◆ **WRITTEN TASK**: Copy out every one of the entries below with "grass field" changed to "lawn" and everything else left as it is, but leave out the pictures.

◆ **TASK INPUTS**:
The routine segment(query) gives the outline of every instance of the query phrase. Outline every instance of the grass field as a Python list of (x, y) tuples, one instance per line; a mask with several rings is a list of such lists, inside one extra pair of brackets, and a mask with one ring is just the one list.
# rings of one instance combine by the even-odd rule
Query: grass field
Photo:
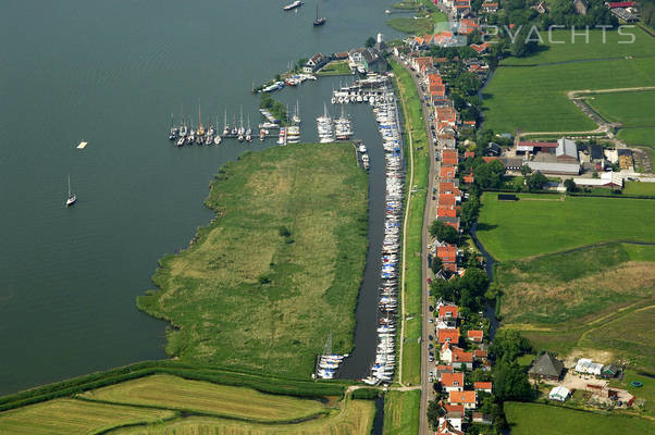
[(391, 28), (408, 35), (424, 35), (432, 33), (434, 29), (434, 23), (429, 17), (413, 18), (411, 16), (396, 16), (394, 18), (388, 18), (386, 24)]
[(655, 241), (655, 200), (518, 195), (482, 196), (478, 237), (496, 260), (519, 259), (606, 240)]
[(350, 66), (348, 66), (348, 61), (332, 61), (325, 66), (323, 66), (318, 75), (350, 75), (353, 71), (350, 71)]
[(653, 433), (653, 421), (617, 414), (601, 414), (537, 403), (505, 402), (511, 435), (615, 435)]
[(174, 412), (166, 410), (58, 399), (0, 413), (0, 434), (88, 434), (173, 415)]
[(406, 385), (419, 385), (421, 383), (421, 345), (418, 339), (421, 336), (422, 316), (417, 314), (408, 320), (405, 325), (405, 337), (403, 337), (403, 382)]
[(212, 183), (217, 220), (160, 261), (161, 290), (137, 304), (175, 326), (170, 356), (308, 378), (330, 334), (351, 348), (367, 196), (351, 144), (246, 153)]
[[(651, 297), (655, 289), (655, 246), (639, 248), (643, 250), (637, 256), (628, 245), (608, 244), (498, 264), (504, 321), (571, 322)], [(654, 258), (647, 260), (647, 254)]]
[[(407, 186), (411, 189), (411, 200), (409, 202), (409, 212), (407, 216), (407, 238), (404, 240), (406, 246), (405, 263), (405, 313), (407, 316), (415, 316), (419, 323), (412, 330), (408, 330), (403, 337), (403, 382), (417, 384), (420, 383), (421, 371), (421, 350), (416, 344), (416, 338), (421, 334), (420, 318), (422, 313), (422, 225), (423, 213), (425, 211), (425, 195), (428, 189), (428, 175), (430, 173), (428, 133), (423, 123), (423, 110), (419, 95), (409, 72), (395, 61), (391, 62), (396, 76), (396, 85), (403, 104), (403, 117), (405, 123), (404, 138), (406, 156), (409, 157), (409, 135), (411, 132), (412, 153), (413, 153), (413, 185)], [(409, 169), (408, 169), (409, 171)], [(409, 183), (409, 174), (408, 174)], [(408, 338), (405, 340), (405, 338)]]
[[(632, 381), (641, 382), (643, 386), (634, 387), (630, 384)], [(647, 376), (645, 373), (626, 370), (623, 380), (613, 380), (610, 385), (627, 389), (637, 399), (634, 409), (655, 419), (655, 377), (653, 375)]]
[(297, 420), (325, 411), (318, 400), (268, 395), (250, 388), (188, 381), (165, 374), (123, 382), (87, 391), (81, 397), (262, 422)]
[(384, 435), (419, 433), (421, 391), (388, 391), (384, 396)]
[(560, 355), (655, 371), (655, 246), (607, 244), (497, 265), (504, 327)]
[(496, 133), (592, 130), (595, 123), (569, 101), (567, 91), (653, 85), (654, 58), (502, 66), (483, 92), (484, 126)]
[(369, 435), (375, 407), (369, 400), (349, 400), (343, 412), (297, 424), (259, 424), (212, 418), (186, 418), (147, 427), (112, 431), (112, 435)]
[[(655, 134), (655, 128), (653, 129)], [(644, 195), (655, 197), (655, 183), (626, 182), (623, 195)]]
[[(580, 29), (576, 33), (581, 32)], [(619, 44), (619, 41), (629, 41), (629, 36), (621, 36), (618, 32), (607, 32), (605, 34), (605, 44), (603, 44), (602, 30), (590, 30), (589, 44), (584, 36), (576, 36), (574, 42), (571, 42), (571, 30), (554, 30), (551, 39), (564, 44), (551, 44), (548, 33), (543, 32), (543, 45), (541, 50), (526, 58), (507, 58), (500, 62), (500, 65), (535, 65), (549, 62), (566, 62), (573, 60), (589, 59), (610, 59), (652, 55), (655, 50), (655, 38), (647, 35), (640, 28), (625, 29), (623, 33), (634, 35), (633, 44)]]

◆ **SOLUTION FOR THIS EXERCISE**:
The routine segment(query) gives the outline of every instance of the query phrase. Outline every instance of the lawn as a Python list of (x, y) tuples, one instance per line; a mask with several rings is a list of such lists, inside one extra pair of brackets, and a mask with one ring is just the one list.
# rings of one instance combine by the even-odd rule
Query: lawn
Photo:
[(391, 28), (408, 35), (424, 35), (432, 33), (434, 29), (434, 23), (429, 17), (413, 18), (411, 16), (396, 16), (394, 18), (388, 18), (386, 24)]
[(655, 241), (655, 200), (518, 195), (482, 196), (478, 237), (496, 260), (519, 259), (606, 240)]
[(350, 66), (348, 66), (348, 61), (332, 61), (325, 66), (323, 66), (318, 75), (350, 75), (353, 71), (350, 71)]
[(653, 433), (653, 421), (617, 414), (601, 414), (537, 403), (505, 402), (511, 435), (615, 435)]
[(174, 412), (166, 410), (58, 399), (0, 413), (0, 434), (88, 434), (173, 415)]
[(406, 385), (419, 385), (421, 383), (421, 345), (418, 339), (421, 336), (422, 316), (417, 314), (408, 320), (405, 325), (405, 337), (403, 337), (403, 382)]
[(212, 183), (217, 220), (160, 261), (161, 290), (137, 304), (175, 326), (170, 356), (308, 378), (330, 334), (351, 348), (367, 196), (351, 144), (246, 153)]
[[(651, 297), (655, 289), (655, 246), (639, 248), (643, 250), (637, 256), (628, 245), (608, 244), (498, 264), (504, 321), (571, 322)], [(654, 258), (647, 260), (647, 254)]]
[[(407, 186), (411, 189), (411, 200), (409, 202), (409, 212), (407, 216), (407, 238), (404, 240), (406, 246), (405, 263), (405, 313), (407, 316), (415, 316), (419, 323), (412, 330), (408, 330), (403, 337), (403, 382), (417, 384), (420, 383), (421, 371), (421, 350), (416, 344), (416, 338), (421, 334), (420, 318), (422, 313), (422, 225), (423, 213), (425, 211), (425, 195), (428, 189), (428, 175), (430, 173), (428, 133), (423, 123), (423, 110), (419, 95), (409, 72), (395, 61), (391, 62), (396, 76), (396, 85), (403, 104), (403, 117), (405, 123), (404, 138), (406, 156), (409, 157), (409, 135), (411, 132), (412, 153), (413, 153), (413, 185)], [(409, 169), (408, 169), (409, 171)], [(409, 183), (409, 174), (408, 174)], [(408, 338), (405, 340), (405, 338)]]
[[(632, 381), (641, 382), (643, 386), (634, 387), (630, 384)], [(647, 376), (645, 373), (626, 370), (623, 380), (613, 380), (610, 385), (627, 389), (637, 399), (634, 409), (655, 419), (655, 377), (653, 375)]]
[(297, 420), (325, 411), (318, 400), (268, 395), (250, 388), (188, 381), (165, 374), (123, 382), (87, 391), (81, 397), (262, 422)]
[(384, 435), (419, 433), (421, 391), (388, 391), (384, 396)]
[(560, 355), (655, 371), (655, 246), (607, 244), (497, 265), (504, 327)]
[(496, 133), (592, 130), (595, 123), (569, 101), (567, 91), (653, 85), (654, 58), (502, 66), (483, 92), (484, 126)]
[(369, 435), (375, 407), (369, 400), (349, 400), (343, 412), (297, 424), (259, 424), (212, 418), (186, 418), (147, 427), (112, 431), (112, 435)]
[[(655, 134), (655, 128), (653, 129)], [(644, 195), (655, 197), (655, 183), (626, 182), (623, 195)]]
[[(580, 29), (576, 33), (581, 32)], [(619, 44), (619, 41), (629, 41), (629, 36), (621, 36), (618, 32), (607, 32), (605, 34), (605, 44), (603, 44), (602, 30), (590, 30), (589, 44), (584, 36), (576, 36), (574, 42), (571, 42), (571, 30), (554, 30), (551, 39), (564, 44), (551, 44), (548, 33), (543, 32), (543, 45), (541, 50), (526, 58), (507, 58), (500, 62), (500, 65), (535, 65), (549, 62), (566, 62), (573, 60), (589, 59), (610, 59), (652, 55), (655, 50), (655, 38), (647, 35), (640, 28), (625, 29), (623, 33), (634, 35), (633, 44)]]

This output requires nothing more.